Assignment: Give the records back in full, exactly as they read.

[Point-per-instance localization data]

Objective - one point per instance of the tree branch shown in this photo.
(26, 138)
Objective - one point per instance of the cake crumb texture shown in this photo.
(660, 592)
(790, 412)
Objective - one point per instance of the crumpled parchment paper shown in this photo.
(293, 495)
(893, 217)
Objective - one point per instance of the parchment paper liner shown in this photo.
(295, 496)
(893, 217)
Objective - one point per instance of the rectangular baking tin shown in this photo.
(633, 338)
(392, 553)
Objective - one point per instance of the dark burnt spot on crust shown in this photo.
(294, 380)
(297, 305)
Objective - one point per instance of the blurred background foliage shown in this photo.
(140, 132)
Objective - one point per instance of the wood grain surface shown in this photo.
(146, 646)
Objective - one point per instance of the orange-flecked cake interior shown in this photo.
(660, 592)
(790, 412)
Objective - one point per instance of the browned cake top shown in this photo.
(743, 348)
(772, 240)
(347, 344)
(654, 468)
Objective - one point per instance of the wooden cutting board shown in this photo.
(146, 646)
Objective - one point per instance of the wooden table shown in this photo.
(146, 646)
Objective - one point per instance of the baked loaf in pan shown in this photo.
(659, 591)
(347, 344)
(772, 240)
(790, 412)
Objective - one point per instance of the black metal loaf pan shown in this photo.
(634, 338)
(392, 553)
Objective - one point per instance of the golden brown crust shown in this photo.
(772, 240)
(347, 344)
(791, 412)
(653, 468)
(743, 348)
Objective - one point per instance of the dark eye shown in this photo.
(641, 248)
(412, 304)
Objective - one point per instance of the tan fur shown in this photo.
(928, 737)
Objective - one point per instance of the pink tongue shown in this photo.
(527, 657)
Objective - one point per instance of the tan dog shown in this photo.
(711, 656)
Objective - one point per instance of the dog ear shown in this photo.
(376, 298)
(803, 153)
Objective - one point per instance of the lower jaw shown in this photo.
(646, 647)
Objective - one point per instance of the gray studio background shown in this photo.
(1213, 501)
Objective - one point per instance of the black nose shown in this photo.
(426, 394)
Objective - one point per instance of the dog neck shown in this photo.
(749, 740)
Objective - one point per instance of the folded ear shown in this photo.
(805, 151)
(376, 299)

Task response:
Objective - one point per instance of the tree branch shown in this photo.
(26, 138)
Objective - one point per instance of the cake crumb texture shown in this photo.
(660, 592)
(790, 412)
Objective - one point per instance of the crumpled parchment paper shown in this photo.
(293, 495)
(893, 217)
Objective - one point per instance of the parchment paper liner shown in this photo.
(295, 496)
(893, 217)
Objective - one point per instance of the rectangular baking tin shown in this photo.
(633, 338)
(392, 553)
Objective - one point per instance of the dark burnt spot on crust shown in this photo.
(294, 380)
(297, 305)
Objective - one point per instance of the blurred background foliage shown in this photo.
(140, 132)
Objective - one point per instance of the wood grain surface shown in this photo.
(146, 646)
Objective - one point per instance of the orange-flecked cake interior shown in this photo.
(660, 592)
(790, 412)
Objective - one point per instance of the browned cake top shown in this photo.
(743, 348)
(772, 240)
(347, 344)
(654, 468)
Objective - one point per instance of the wooden cutting board shown in this photo.
(146, 646)
Objective - one point per instance of the wooden table shown in this photo.
(146, 646)
Objective - one point per instance of the baked loaf in pan shown in this photo.
(659, 591)
(347, 344)
(772, 240)
(790, 412)
Objective - one point per instance of the black metal loaf pan shown in this photo.
(634, 338)
(392, 553)
Objective - one point per instance of the golden brown crust shown in this photo.
(772, 240)
(347, 344)
(791, 412)
(653, 468)
(743, 348)
Objective - one point per instance of the dark eye shown in this photo.
(641, 248)
(412, 304)
Objective - one point per instance of the tan fur shown in this photo.
(928, 737)
Objective - one point per instance of the pink tongue shown in this photo.
(527, 657)
Objective - one point per instance of the tan dog shown in this photo.
(711, 656)
Objective - one point per instance of the dog ear shown in this photo.
(376, 298)
(803, 153)
Objective - one point per instance of the lower jaw shown in this photo.
(646, 647)
Objective - one point per instance of the gray studio background shown in this photo.
(1213, 501)
Objective - one point per instance of the black nose shown in this photo.
(426, 394)
Objective - one point per instance of the dog neck shown in this photo.
(749, 740)
Objective - one point per instance of the folded ear shown in this photo.
(805, 151)
(376, 299)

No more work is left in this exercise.